◆ **Directive**
Reproduce the listing lines exactly as they appear, starting with the line that contains "anno_request target=suit jacket" and going on through the line that contains "[0,284,17,305]", both included.

◆ **Data in this exercise**

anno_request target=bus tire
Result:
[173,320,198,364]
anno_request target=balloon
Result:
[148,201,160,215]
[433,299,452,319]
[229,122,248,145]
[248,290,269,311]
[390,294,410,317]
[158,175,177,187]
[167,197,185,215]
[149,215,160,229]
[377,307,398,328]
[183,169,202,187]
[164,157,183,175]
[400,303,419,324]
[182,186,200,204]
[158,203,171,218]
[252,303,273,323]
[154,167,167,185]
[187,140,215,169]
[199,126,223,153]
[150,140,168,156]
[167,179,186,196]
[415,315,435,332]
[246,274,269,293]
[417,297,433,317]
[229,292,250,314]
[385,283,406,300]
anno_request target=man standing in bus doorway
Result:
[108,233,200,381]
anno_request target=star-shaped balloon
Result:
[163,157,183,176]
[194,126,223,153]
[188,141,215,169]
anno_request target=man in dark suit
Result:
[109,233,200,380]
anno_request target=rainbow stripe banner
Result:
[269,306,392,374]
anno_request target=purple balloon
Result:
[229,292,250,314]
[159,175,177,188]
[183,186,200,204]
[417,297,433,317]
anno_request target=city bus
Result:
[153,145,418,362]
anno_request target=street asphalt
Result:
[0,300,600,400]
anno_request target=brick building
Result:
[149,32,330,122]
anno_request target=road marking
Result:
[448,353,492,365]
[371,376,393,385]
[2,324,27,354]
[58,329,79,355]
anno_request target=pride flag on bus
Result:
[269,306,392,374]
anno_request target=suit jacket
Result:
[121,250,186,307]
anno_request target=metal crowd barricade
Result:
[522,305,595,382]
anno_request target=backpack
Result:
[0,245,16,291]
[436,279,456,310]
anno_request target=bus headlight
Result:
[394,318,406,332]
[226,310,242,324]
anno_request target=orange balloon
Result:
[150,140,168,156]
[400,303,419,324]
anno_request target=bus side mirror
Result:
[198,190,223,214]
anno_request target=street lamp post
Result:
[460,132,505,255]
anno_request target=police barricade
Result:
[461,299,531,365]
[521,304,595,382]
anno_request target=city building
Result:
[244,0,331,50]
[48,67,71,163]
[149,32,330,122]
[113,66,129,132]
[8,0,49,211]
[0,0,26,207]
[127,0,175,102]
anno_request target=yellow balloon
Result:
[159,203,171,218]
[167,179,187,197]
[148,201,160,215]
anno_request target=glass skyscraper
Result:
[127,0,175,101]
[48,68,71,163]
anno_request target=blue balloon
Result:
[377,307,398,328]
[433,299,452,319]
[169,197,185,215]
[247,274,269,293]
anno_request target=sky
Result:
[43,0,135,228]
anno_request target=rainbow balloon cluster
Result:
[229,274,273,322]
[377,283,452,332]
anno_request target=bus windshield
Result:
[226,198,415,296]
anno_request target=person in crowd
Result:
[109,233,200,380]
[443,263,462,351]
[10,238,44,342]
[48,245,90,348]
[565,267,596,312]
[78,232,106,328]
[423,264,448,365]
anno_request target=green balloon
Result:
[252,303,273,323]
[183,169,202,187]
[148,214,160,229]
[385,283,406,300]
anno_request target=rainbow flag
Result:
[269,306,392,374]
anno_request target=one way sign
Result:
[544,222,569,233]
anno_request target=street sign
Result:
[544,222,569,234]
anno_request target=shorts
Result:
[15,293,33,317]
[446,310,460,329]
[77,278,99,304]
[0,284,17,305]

==

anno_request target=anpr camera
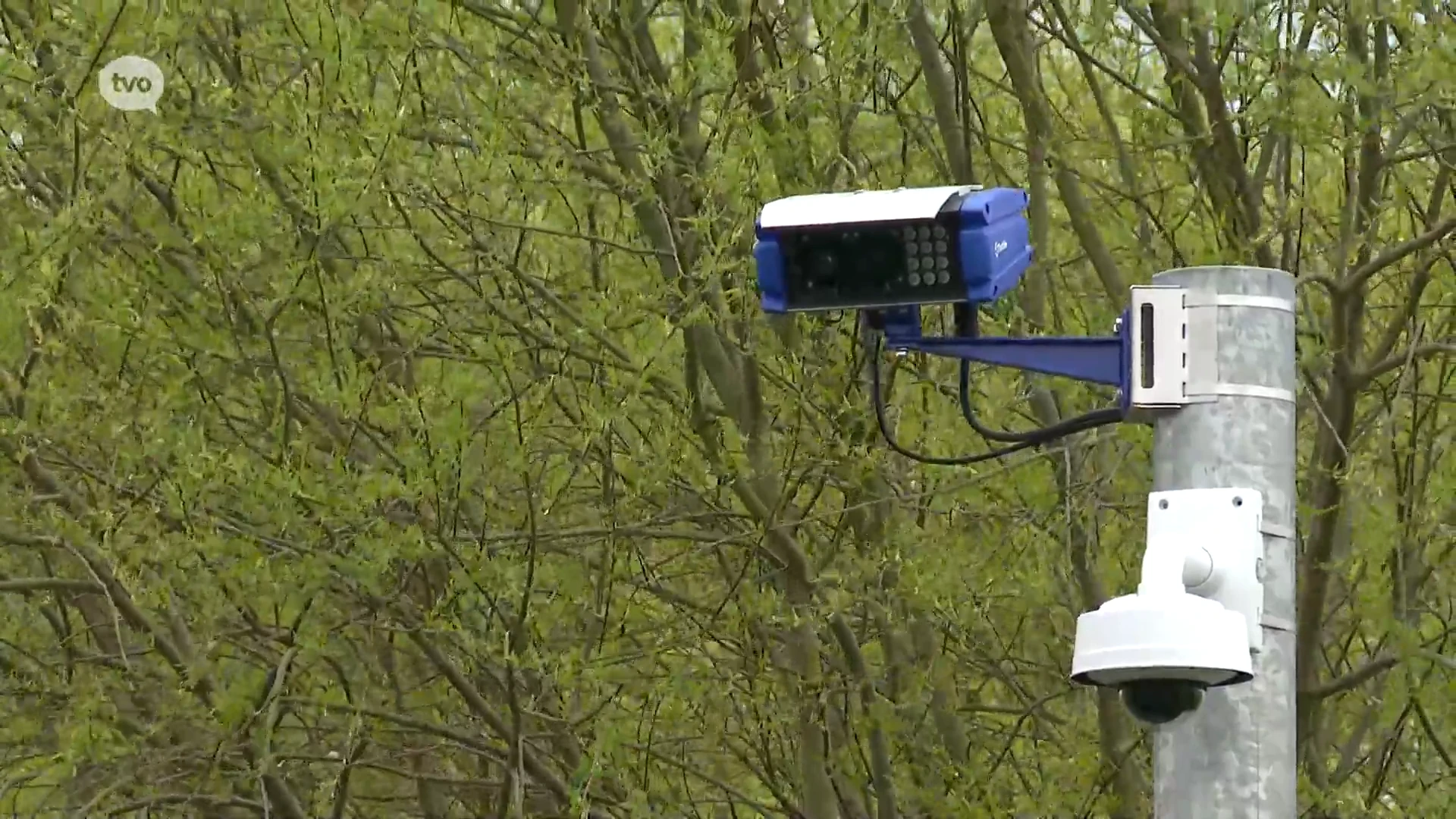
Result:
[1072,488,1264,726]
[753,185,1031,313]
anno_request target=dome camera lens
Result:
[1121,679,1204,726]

◆ **The output**
anno_request target=suit jacket
Result:
[121,250,186,307]
anno_request target=metal crowd barricade
Result:
[522,305,595,382]
anno_request target=backpack
Result:
[0,245,16,291]
[436,279,456,310]
anno_request target=bus headlight
Result:
[394,318,406,332]
[226,310,242,324]
anno_request target=orange balloon
Result:
[150,140,168,156]
[400,303,419,324]
anno_request target=bus side mirror
Result:
[198,190,223,214]
anno_request target=street lamp post
Result:
[460,132,505,255]
anno_request target=police barricade
Result:
[461,299,531,365]
[521,304,595,382]
anno_request target=city building
Result:
[244,0,331,50]
[48,67,71,163]
[149,32,330,122]
[113,66,129,132]
[8,0,49,211]
[0,0,26,207]
[127,0,175,102]
anno_request target=yellow balloon
Result:
[159,203,171,218]
[167,179,187,197]
[148,201,160,215]
anno_request target=glass skyscraper
Result:
[127,0,175,101]
[48,68,71,163]
anno_request target=blue balloon
Result:
[377,307,398,328]
[433,299,452,319]
[169,197,185,215]
[247,274,269,293]
anno_request target=sky
Result:
[43,0,135,228]
anno_request target=rainbow balloon cluster
Result:
[229,274,273,322]
[377,283,452,332]
anno_request target=bus windshield
Result:
[226,198,415,296]
anno_request target=person in crowd
Result:
[109,233,200,380]
[443,263,462,351]
[10,238,44,342]
[48,245,90,348]
[565,267,596,312]
[78,232,106,328]
[423,264,448,365]
anno_request target=green balloon
Result:
[252,303,273,323]
[183,169,202,187]
[148,214,160,229]
[385,283,406,300]
anno_request target=rainbow flag
Result:
[269,306,392,374]
anno_request target=one way sign
Result:
[544,222,569,233]
anno_request target=street sign
Result:
[544,222,569,234]
anno_request target=shorts
Result:
[15,293,33,317]
[446,310,460,329]
[77,278,99,304]
[0,284,17,305]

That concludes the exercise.